Extracted records
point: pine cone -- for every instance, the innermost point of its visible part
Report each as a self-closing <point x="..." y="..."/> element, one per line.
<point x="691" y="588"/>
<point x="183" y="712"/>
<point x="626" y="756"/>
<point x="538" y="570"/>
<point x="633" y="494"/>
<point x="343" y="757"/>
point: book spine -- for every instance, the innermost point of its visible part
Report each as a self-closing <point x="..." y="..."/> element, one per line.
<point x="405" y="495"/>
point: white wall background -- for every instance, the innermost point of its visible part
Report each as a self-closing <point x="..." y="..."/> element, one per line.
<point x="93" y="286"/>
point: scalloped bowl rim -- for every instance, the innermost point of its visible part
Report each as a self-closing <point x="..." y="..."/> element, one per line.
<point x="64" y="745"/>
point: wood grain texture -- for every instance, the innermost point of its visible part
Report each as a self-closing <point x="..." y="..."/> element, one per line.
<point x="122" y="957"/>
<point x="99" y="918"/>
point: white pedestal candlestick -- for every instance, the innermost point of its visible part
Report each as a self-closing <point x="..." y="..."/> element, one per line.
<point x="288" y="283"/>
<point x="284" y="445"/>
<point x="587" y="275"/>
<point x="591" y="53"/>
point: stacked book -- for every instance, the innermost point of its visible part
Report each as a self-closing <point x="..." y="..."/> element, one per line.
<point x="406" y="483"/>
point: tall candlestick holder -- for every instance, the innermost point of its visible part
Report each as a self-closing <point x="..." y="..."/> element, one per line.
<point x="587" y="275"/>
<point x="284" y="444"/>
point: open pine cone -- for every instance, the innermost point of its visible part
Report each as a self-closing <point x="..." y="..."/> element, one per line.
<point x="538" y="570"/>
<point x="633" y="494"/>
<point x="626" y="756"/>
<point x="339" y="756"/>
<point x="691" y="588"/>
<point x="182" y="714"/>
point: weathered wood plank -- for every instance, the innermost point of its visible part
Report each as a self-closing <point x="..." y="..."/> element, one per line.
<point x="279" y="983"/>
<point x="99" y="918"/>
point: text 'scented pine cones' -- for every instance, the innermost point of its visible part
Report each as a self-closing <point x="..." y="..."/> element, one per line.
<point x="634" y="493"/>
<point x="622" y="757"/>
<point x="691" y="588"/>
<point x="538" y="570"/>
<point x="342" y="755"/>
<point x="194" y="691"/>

> EXERCISE DESCRIPTION
Extract the entries above verbatim.

> FULL RESPONSE
point: pine cone -- for every instance, the innermost point of its visible part
Report each as a self-closing <point x="..." y="..."/> element, one per line.
<point x="691" y="588"/>
<point x="183" y="712"/>
<point x="626" y="756"/>
<point x="538" y="570"/>
<point x="633" y="494"/>
<point x="343" y="757"/>
point: book spine -- for every instance, the innermost point of its visible part
Report each as a self-closing <point x="..." y="..."/> element, one per line.
<point x="405" y="495"/>
point: white wall background -- for every instance, the innermost point of its visible part
Report each as a self-closing <point x="..." y="..."/> element, one per line.
<point x="93" y="286"/>
point: scalloped bowl rim -- for every instance, the innermost point of its visible part
Report each as a self-closing <point x="..." y="..."/> element, one per line.
<point x="64" y="745"/>
point: wood grain texture -- for every instance, the innermost point of its visible part
Report each as a self-closing <point x="..." y="..."/> element, one per line.
<point x="122" y="957"/>
<point x="99" y="918"/>
point: white pedestal candlestick -- for every instance, the innermost point of its visible part
Report each as a self-closing <point x="..." y="..."/> element, one per line.
<point x="288" y="283"/>
<point x="284" y="445"/>
<point x="587" y="275"/>
<point x="591" y="53"/>
point: stacked book -- for every instance, the innermost point of its visible part
Report each as a self-closing <point x="..." y="..."/> element, one per line.
<point x="406" y="483"/>
point: tall candlestick holder -- for every instance, the innermost point of its visible part
Report each as a self-closing <point x="..." y="..."/> element, one per line.
<point x="587" y="275"/>
<point x="284" y="444"/>
point: open pine cone -- for every instance, the innermost point of its visible part
Report each as a self-closing <point x="..." y="..."/> element, one per line.
<point x="538" y="570"/>
<point x="633" y="494"/>
<point x="626" y="756"/>
<point x="339" y="756"/>
<point x="691" y="588"/>
<point x="182" y="714"/>
point: weathered wood plank -- for every instance, the innermost point of its visible part
Report each as a self-closing <point x="..." y="..."/> element, one per line.
<point x="279" y="983"/>
<point x="99" y="918"/>
point: text 'scented pine cones' -- for every instance, the innermost point of its visible part
Report each as a self-closing <point x="..." y="..."/> element, one per line.
<point x="634" y="493"/>
<point x="622" y="757"/>
<point x="691" y="588"/>
<point x="538" y="570"/>
<point x="342" y="755"/>
<point x="194" y="691"/>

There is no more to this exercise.